_TO BE DONE_. Reproduce the items from the very beginning through the line that contains "19 169 L 24", both ends included, changing "self-closing" to "self-terminating" and leaving everything else as it is.

────────────────────────────────────────

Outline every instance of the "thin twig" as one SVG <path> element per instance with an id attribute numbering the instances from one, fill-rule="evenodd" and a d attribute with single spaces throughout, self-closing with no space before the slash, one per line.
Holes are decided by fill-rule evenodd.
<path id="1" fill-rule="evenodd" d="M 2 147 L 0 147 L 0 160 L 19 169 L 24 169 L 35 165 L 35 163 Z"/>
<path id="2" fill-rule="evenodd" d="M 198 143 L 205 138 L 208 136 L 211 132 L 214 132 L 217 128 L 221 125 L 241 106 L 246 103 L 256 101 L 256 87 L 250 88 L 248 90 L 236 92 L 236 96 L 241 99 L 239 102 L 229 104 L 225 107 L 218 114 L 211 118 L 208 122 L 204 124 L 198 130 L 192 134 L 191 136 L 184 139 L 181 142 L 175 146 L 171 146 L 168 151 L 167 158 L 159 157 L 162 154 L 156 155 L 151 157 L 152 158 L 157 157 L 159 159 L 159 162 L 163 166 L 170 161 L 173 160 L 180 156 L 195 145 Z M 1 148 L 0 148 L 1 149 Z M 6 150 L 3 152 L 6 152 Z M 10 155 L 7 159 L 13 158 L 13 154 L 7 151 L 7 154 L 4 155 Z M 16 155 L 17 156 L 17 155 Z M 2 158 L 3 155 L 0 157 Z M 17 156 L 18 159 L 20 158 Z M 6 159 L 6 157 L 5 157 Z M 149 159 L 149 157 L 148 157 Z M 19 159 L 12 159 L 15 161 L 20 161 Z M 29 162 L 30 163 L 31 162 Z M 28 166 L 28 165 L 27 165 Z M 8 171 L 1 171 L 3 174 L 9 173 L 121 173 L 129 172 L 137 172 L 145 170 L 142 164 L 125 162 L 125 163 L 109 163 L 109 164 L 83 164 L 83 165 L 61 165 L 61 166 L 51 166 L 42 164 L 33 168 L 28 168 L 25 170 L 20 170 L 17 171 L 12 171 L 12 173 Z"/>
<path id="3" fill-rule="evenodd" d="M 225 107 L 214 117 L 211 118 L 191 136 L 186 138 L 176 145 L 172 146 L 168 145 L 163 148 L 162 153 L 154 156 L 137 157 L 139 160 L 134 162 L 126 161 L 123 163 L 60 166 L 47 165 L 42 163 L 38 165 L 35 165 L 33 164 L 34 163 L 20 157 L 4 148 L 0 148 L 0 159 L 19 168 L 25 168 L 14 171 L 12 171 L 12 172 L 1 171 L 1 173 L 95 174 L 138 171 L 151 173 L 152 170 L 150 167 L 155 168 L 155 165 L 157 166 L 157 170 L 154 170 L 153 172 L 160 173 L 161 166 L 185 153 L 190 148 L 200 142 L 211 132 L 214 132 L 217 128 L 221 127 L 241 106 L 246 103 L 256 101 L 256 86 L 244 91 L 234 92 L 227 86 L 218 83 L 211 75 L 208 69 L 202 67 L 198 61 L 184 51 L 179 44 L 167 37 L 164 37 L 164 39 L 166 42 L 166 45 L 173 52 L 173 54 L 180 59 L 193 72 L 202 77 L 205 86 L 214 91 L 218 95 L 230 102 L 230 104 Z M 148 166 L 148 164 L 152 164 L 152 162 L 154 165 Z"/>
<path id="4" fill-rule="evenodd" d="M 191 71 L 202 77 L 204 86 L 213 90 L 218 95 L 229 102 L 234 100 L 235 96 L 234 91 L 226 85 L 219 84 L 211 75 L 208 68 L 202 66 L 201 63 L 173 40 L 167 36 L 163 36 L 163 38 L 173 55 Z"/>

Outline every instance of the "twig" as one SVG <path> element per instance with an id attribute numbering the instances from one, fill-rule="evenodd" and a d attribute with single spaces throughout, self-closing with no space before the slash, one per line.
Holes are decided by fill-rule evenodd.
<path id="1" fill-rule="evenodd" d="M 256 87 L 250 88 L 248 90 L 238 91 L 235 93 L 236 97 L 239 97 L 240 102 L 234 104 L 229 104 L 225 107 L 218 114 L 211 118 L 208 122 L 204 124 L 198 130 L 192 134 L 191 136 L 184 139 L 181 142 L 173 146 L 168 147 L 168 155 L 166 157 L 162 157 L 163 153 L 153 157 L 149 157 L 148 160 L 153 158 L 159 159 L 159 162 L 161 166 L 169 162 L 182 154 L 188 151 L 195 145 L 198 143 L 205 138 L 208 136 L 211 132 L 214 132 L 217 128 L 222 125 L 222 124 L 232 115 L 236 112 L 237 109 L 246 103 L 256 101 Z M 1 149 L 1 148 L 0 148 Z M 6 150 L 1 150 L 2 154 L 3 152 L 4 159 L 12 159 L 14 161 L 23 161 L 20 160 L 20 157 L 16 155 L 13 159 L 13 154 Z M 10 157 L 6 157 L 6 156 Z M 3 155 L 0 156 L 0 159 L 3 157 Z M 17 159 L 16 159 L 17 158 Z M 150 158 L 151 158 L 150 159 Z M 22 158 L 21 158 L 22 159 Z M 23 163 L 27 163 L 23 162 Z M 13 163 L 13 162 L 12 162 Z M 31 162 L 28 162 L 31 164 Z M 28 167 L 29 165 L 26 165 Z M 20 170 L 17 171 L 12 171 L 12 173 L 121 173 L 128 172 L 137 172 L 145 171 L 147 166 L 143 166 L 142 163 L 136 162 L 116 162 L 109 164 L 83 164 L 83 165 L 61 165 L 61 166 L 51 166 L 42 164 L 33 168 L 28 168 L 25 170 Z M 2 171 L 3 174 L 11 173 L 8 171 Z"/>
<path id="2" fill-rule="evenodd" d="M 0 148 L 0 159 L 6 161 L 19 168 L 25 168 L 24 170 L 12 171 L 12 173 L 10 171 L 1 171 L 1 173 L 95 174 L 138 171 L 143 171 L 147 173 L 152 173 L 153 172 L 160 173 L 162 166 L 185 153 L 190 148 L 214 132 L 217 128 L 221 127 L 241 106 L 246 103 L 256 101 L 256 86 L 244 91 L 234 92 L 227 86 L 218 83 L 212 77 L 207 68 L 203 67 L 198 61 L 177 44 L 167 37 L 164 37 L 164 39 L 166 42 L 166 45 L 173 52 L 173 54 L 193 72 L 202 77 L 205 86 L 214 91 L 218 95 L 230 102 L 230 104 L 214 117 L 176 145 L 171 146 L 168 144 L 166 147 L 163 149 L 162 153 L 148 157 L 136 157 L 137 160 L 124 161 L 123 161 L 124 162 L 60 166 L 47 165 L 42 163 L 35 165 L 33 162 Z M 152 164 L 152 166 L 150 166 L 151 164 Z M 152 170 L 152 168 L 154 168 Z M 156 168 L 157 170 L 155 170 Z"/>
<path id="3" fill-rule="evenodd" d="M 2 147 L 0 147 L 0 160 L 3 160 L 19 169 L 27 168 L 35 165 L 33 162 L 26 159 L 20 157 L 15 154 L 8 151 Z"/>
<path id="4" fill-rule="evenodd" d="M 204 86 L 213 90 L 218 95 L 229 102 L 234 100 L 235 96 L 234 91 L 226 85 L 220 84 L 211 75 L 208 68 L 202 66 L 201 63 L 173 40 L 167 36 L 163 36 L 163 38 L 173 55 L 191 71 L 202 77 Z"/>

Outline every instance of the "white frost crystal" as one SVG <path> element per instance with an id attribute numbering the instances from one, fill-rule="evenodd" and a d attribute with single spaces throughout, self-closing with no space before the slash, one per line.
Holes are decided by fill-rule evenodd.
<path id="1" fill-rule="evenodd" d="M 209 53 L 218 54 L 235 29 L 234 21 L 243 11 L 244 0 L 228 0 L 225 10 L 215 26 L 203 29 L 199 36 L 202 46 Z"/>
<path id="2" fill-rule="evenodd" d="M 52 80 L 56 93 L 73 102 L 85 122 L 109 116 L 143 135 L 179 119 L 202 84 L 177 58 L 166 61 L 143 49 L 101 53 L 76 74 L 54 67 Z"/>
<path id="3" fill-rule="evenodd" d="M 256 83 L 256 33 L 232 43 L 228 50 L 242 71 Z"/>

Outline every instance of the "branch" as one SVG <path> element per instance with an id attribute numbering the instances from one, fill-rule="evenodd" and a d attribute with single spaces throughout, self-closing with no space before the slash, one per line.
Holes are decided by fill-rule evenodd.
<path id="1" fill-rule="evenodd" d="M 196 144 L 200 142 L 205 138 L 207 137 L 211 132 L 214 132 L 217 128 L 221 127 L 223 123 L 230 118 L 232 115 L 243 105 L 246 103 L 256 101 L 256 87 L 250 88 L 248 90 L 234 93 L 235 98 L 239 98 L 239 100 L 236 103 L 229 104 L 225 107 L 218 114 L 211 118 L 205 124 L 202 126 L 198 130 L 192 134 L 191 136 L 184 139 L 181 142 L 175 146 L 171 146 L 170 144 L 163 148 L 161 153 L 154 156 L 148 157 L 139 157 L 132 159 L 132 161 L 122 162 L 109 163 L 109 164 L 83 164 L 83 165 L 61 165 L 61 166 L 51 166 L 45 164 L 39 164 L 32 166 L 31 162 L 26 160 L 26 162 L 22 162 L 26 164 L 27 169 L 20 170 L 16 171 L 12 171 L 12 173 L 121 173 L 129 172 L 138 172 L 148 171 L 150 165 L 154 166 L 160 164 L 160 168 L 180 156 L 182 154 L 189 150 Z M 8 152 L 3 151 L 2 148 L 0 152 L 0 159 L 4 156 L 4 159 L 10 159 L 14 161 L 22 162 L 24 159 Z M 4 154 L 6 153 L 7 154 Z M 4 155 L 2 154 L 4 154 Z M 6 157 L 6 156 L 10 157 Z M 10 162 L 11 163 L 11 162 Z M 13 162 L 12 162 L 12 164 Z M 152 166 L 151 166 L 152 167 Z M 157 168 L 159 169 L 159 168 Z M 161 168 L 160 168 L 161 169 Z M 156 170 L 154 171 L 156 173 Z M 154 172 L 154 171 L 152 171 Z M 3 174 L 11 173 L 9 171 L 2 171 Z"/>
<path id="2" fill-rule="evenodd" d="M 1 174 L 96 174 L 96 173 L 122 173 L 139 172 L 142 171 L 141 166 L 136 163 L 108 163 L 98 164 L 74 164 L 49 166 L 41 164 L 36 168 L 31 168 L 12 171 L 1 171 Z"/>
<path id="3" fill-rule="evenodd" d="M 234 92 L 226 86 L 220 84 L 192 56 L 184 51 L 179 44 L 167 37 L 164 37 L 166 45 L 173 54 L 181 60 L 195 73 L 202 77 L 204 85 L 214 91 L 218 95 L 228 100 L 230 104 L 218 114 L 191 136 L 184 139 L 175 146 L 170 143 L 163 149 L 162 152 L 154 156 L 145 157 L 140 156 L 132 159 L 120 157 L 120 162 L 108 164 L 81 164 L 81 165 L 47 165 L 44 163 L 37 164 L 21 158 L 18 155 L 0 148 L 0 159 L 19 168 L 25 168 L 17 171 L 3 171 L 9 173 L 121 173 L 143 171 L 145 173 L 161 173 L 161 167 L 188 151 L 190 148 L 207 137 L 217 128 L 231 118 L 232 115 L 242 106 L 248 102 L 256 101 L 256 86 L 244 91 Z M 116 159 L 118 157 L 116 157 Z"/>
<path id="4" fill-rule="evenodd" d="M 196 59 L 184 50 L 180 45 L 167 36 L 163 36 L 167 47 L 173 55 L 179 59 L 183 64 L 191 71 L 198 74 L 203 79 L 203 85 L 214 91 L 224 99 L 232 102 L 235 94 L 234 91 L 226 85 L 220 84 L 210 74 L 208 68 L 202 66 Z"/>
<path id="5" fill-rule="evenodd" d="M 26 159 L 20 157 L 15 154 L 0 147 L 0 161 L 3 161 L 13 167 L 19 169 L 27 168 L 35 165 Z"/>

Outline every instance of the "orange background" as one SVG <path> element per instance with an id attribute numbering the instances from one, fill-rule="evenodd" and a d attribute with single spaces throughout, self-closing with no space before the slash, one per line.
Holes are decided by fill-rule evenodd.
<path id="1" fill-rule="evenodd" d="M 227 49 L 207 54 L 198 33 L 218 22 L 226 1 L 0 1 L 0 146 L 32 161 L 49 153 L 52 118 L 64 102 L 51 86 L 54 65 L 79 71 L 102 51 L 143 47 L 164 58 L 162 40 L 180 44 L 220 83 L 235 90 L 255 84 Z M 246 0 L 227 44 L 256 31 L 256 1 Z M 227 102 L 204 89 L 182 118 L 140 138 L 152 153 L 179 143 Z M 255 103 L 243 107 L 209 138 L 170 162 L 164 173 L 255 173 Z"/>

────────────────────────────────────────

_FULL RESPONSE_.
Outline every instance of the "thin twig" as one SVG <path> element per instance with an id attribute numbering the instances from one, fill-rule="evenodd" and a d attribute with single spaces throughout, self-terminating with no space before the slash, one per line.
Holes are decided by fill-rule evenodd.
<path id="1" fill-rule="evenodd" d="M 2 147 L 0 147 L 0 160 L 19 169 L 24 169 L 35 165 L 35 163 Z"/>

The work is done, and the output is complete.